» TRY IT: Within the listing, how many lines include "instance"? Please answer with a bare number.

————

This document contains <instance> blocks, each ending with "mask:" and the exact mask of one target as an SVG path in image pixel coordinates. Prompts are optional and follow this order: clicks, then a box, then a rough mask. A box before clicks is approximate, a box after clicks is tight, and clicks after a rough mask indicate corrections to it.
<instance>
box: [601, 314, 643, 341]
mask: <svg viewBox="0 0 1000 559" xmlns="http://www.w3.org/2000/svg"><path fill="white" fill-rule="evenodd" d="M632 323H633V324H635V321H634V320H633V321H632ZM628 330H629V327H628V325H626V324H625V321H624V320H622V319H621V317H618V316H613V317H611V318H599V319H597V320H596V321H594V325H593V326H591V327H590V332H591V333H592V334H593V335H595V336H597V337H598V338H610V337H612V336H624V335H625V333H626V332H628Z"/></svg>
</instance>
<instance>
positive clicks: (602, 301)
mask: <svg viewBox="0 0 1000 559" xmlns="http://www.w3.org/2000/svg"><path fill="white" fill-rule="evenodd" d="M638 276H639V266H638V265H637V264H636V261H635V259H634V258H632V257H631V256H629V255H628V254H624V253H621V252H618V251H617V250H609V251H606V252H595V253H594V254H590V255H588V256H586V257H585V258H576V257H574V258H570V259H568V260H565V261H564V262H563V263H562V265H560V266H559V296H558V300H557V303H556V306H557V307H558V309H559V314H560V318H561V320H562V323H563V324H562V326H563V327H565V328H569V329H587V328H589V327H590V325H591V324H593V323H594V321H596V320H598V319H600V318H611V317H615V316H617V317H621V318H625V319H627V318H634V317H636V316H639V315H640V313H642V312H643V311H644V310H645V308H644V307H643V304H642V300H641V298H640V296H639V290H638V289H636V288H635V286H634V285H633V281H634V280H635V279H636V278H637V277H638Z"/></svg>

————

» TASK RESULT: 4